Point localization data:
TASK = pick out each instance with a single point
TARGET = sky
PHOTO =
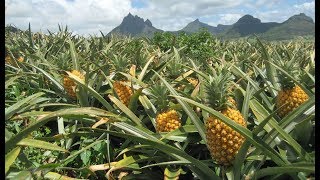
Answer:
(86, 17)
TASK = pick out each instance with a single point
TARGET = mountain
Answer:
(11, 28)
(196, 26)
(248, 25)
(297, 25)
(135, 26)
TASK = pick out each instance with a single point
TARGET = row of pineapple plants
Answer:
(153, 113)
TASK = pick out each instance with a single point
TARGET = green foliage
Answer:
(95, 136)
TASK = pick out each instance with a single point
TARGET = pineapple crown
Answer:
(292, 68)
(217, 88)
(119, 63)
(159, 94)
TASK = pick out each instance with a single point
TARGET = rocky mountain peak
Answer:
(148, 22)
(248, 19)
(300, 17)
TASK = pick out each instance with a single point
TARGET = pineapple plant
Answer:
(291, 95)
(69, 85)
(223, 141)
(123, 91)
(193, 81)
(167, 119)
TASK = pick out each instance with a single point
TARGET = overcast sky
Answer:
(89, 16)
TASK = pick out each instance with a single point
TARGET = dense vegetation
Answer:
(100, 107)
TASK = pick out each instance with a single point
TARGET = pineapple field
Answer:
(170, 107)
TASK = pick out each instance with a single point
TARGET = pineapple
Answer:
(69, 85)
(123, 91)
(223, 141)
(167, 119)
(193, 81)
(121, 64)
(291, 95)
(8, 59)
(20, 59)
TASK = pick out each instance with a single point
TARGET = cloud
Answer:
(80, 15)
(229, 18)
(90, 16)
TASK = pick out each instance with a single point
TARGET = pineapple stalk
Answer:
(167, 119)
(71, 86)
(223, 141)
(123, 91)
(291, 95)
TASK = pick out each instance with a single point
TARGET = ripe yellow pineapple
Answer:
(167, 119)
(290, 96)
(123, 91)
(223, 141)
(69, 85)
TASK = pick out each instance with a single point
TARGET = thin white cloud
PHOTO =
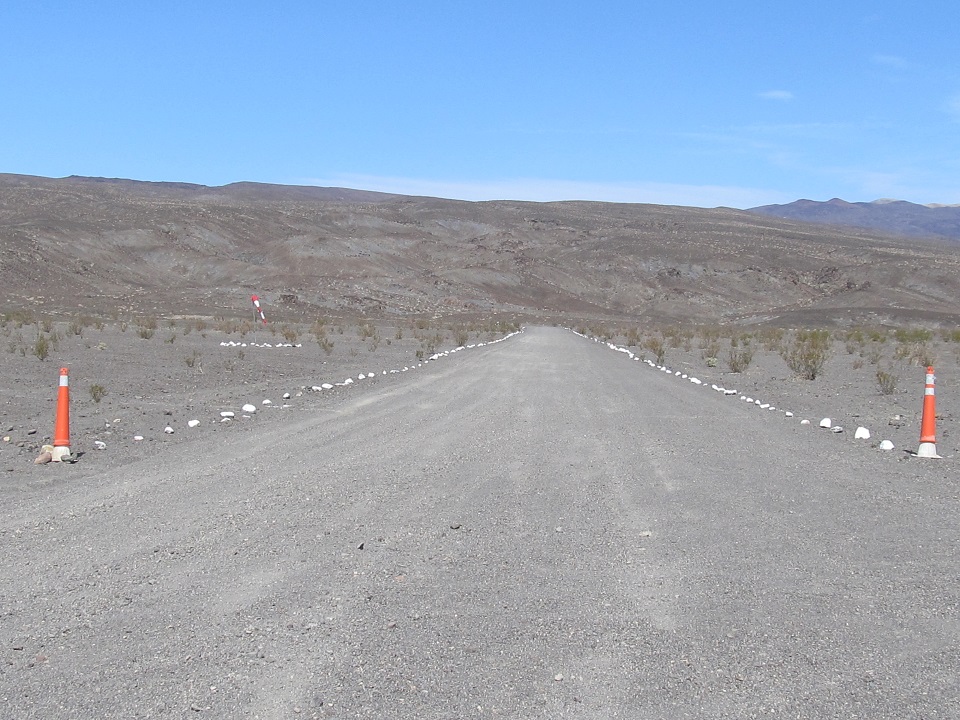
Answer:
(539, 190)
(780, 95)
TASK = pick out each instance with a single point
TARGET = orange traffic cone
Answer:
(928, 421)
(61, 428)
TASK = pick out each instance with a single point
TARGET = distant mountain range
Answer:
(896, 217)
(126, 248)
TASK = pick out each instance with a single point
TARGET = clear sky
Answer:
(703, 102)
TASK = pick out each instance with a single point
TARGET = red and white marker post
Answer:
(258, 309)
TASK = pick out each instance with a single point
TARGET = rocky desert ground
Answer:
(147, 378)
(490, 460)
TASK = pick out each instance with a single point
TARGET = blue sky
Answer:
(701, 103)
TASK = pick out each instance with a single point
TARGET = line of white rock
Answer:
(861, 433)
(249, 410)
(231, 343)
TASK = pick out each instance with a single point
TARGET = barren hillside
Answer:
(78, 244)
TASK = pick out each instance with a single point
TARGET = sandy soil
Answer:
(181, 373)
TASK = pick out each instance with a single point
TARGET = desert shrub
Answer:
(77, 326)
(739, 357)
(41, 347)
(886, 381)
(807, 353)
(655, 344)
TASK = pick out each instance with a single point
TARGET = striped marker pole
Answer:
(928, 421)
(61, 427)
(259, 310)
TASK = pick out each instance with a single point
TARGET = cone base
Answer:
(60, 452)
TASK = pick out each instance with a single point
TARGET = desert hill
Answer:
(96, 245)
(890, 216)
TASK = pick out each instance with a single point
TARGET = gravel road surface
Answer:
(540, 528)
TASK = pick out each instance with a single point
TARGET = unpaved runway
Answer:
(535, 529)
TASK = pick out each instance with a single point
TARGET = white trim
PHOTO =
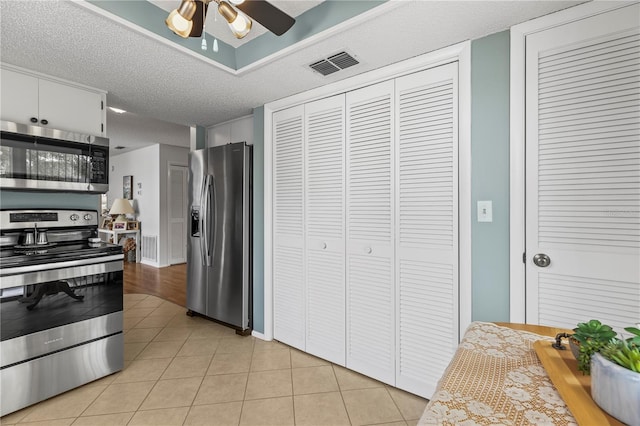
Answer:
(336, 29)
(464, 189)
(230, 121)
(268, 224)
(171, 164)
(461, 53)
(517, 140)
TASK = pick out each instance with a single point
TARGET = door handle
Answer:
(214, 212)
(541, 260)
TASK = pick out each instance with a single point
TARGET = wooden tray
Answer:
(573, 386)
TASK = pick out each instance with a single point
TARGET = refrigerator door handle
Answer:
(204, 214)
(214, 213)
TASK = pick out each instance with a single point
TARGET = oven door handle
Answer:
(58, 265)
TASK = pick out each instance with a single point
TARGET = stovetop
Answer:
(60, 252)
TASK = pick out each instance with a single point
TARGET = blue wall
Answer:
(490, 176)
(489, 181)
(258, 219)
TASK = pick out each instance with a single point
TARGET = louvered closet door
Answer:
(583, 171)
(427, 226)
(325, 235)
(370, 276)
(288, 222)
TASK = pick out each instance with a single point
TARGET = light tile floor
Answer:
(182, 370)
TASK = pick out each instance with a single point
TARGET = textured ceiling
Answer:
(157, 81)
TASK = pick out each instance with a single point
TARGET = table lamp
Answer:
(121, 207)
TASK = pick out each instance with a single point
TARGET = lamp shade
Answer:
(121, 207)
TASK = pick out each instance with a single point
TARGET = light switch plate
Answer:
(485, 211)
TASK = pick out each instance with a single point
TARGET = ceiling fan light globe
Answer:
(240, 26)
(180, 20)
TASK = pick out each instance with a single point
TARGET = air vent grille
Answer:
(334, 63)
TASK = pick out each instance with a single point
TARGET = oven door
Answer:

# Directions for this task
The reply must contain every entry above, exactly as written, and none of the pictures.

# Exercise output
TASK = pick out each instance with a single point
TARGET = sky
PHOTO =
Answer:
(86, 17)
TASK = pick out each instance with a single point
TARGET = mountain
Answer:
(11, 28)
(196, 26)
(248, 25)
(297, 25)
(135, 26)
TASK = pick out each instance with a single point
TARGET = row of pineapple plants
Answer:
(153, 113)
TASK = pick out each instance with a single point
TARGET = green foliage
Answer:
(95, 136)
TASK = pick out each instance with a single point
TARGET = pineapple crown
Answer:
(292, 68)
(217, 88)
(119, 63)
(159, 94)
TASK = pick out each instance with a single point
TARGET = rocky mountain peak
Answer:
(148, 22)
(248, 19)
(300, 17)
TASK = pick out each instance with a single point
TARGET = pineapple plant
Answer:
(291, 95)
(69, 85)
(223, 141)
(123, 91)
(193, 81)
(167, 119)
TASK = pick out each instance with a single point
TARGET = overcast sky
Answer:
(89, 16)
TASK = pick out each instance with a single point
TARGET = dense vegetation
Answer:
(100, 107)
TASK = pick out each instance with a single point
TARGET = pineapple field
Answer:
(170, 107)
TASK = pick out each instance with a single point
TARGET = pineapple
Answer:
(69, 85)
(123, 91)
(223, 141)
(167, 119)
(193, 81)
(121, 64)
(291, 95)
(8, 59)
(20, 59)
TASK = pick out each instance with a single point
TARGET = cloud
Answer:
(80, 15)
(229, 18)
(90, 16)
TASK = pick out each instance with a single point
TARGET = pineapple stalk
Answer:
(167, 119)
(71, 86)
(223, 141)
(123, 91)
(291, 95)
TASK = pick out each instance with a single point
TARGET = ripe yellow pineapple
Answer:
(167, 119)
(290, 96)
(123, 91)
(223, 141)
(69, 85)
TASK = pick out each instance with a single point
TARGET = thin white cloud
PHOTO =
Answer:
(539, 190)
(780, 95)
TASK = pick out each instance with a single point
TARGET = orange traffic cone
Answer:
(928, 421)
(61, 428)
TASK = pick out each instance with a single point
TARGET = distant mountain range
Answer:
(896, 217)
(126, 248)
TASK = pick out each instance with a single point
TARGET = clear sky
Answer:
(703, 102)
TASK = pick out each instance with a single point
TARGET = red and white marker post
Answer:
(258, 309)
TASK = pick out each instance with a single point
TARGET = rocky desert ground
Answer:
(147, 378)
(490, 460)
TASK = pick out each instance with a single point
TARGET = blue sky
Answer:
(701, 103)
TASK = pick out each instance with a single point
TARGET = line of white rock
Answer:
(861, 433)
(249, 410)
(231, 343)
TASK = pick out each instance with a single point
TARGET = barren hillside
Answer:
(78, 244)
TASK = pick out each instance with a single point
TARGET = sandy soil
Answer:
(181, 373)
TASK = pick out each instance with a single point
TARGET = desert shrub
Answer:
(77, 326)
(739, 357)
(41, 347)
(886, 381)
(807, 353)
(655, 344)
TASK = pick out each instance with a single point
TARGET = striped marker pole
Answer:
(928, 421)
(61, 427)
(259, 310)
TASK = pick out each instance with a single point
TARGET = cone base
Answer:
(60, 452)
TASK = pick out each instance with a single point
TARGET = desert hill
Answer:
(96, 245)
(890, 216)
TASK = pick out each instance with a single point
TARGET = gravel road surface
Answer:
(540, 528)
TASK = pick out each instance with a single point
TARGET = unpaved runway
Answer:
(535, 529)
TASK = pick out each instance with a single point
TARGET = white trim
PHOTO =
Answer:
(336, 29)
(464, 189)
(230, 121)
(268, 224)
(171, 164)
(461, 53)
(517, 140)
TASK = pick out each instance with a single point
TARGET = door handle
Answer:
(214, 212)
(541, 260)
TASK = pick out each instance with a single point
TARGET = wooden tray
Answer:
(573, 386)
TASK = pick out each instance with a single point
TARGET = refrigerator door handle
Answer:
(204, 214)
(214, 213)
TASK = pick out each instance with a single point
TARGET = oven door handle
Answer:
(58, 265)
TASK = pick out each instance with a single point
TARGET = stovetop
Answer:
(60, 252)
TASK = pick out each instance with a single point
TARGET = blue wall
Answer:
(490, 176)
(489, 181)
(258, 219)
TASK = pick out each instance with a single point
TARGET = louvered closet door
Answer:
(583, 171)
(427, 226)
(325, 235)
(370, 276)
(288, 222)
TASK = pick out each instance with a single point
TARGET = light tile floor
Answer:
(182, 370)
TASK = pick out each instance with a single point
TARGET = textured ceiling
Answer:
(157, 81)
TASK = pick out each instance with a single point
TARGET = table lamp
Answer:
(121, 207)
TASK = pick out each instance with a single point
TARGET = lamp shade
Answer:
(121, 207)
TASK = pick out each instance with a single point
TARGET = light switch plate
Answer:
(485, 211)
TASK = pick out each instance with a single point
TARGET = ceiling fan light globe
Answer:
(240, 26)
(180, 20)
TASK = pick out each instance with a single point
TARGET = air vent grille
Answer:
(334, 63)
TASK = pick out each instance with a single point
TARGET = oven door
Answer:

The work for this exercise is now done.